Texte à lire —

● ● ●

La norme ISO 19650 n’a pas défini le concept de CDE unique par hasard. L’objectif est de garantir :
- La Traçabilité : Savoir qui a produit quelle information, quand, et quelle version fait foi.
- La Fiabilité : S’assurer que tous les acteurs travaillent sur la base des mêmes informations, validées et à jour.
- La Sécurité : Contrôler qui a accès à quoi, et protéger l’information contre les pertes ou les accès non autorisés.
- L’Efficacité : Fluidifier les processus d’échange, de révision et de validation en évitant les redondances et les erreurs.
Utiliser plusieurs plateformes comme “source de vérité” pour différentes informations d’un même projet anéantit directement ces objectifs fondamentaux.
Qu’est-ce qu’un VRAI CDE ? (Spoiler : Ce n’est Pas Juste un Disque Dur Partagé)
Un véritable Environnement de Données Commun, au sens de l’ISO 19650, est bien plus qu’un simple espace de stockage en ligne. C’est un environnement structuré qui doit impérativement gérer :
- Les États (ou Statuts) de l’Information :
- WIP (Work In Progress) : Zone de travail interne, non visible par les autres équipes.
- SHARED : Zone de partage pour coordination et vérification entre équipes. L’information y est soumise à des processus de révision et d’approbation.
- PUBLISHED : Zone contenant les informations validées et autorisées pour un usage spécifique (ex: plans Bon Pour Exécution).
- ARCHIVE : Zone conservant l’historique immuable de toutes les informations partagées et publiées, ainsi que des transactions.
- La Gestion Fine des Permissions : Contrôler précisément qui peut voir, télécharger, modifier, valider quelle information, en fonction de son rôle, de sa discipline et de l’état de l’information.
- Le Versioning Automatique : Conserver un historique clair de chaque version de chaque document ou modèle.

● ● ●

Données enregistrées —
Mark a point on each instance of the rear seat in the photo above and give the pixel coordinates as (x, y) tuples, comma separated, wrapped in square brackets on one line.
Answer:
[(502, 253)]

● ● ●

Travail à faire —
- 1) Recopiez mot pour mot le passage du texte sur l'ISO 19650 qui commence par « - L’Efficacité : Fluidifier » et se poursuit jusqu'à « les autres équipes. ».
- 2) D'après le texte sur l'ISO 19650, quelle zone conserve l'historique immuable de toutes les informations partagées et publiées ?
- 3) Énumérez tous les objectifs que la norme cherche à garantir selon le texte sur l'ISO 19650.

Réponses aux exercices —
- 1)
- L’Efficacité : Fluidifier les processus d’échange, de révision et de validation en évitant les redondances et les erreurs.
Utiliser plusieurs plateformes comme “source de vérité” pour différentes informations d’un même projet anéantit directement ces objectifs fondamentaux.
Qu’est-ce qu’un VRAI CDE ? (Spoiler : Ce n’est Pas Juste un Disque Dur Partagé)
Un véritable Environnement de Données Commun, au sens de l’ISO 19650, est bien plus qu’un simple espace de stockage en ligne. C’est un environnement structuré qui doit impérativement gérer :
- Les États (ou Statuts) de l’Information :
- WIP (Work In Progress) : Zone de travail interne, non visible par les autres équipes.

- 2) La zone ARCHIVE.

- 3) La Traçabilité, la Fiabilité, la Sécurité, l'Efficacité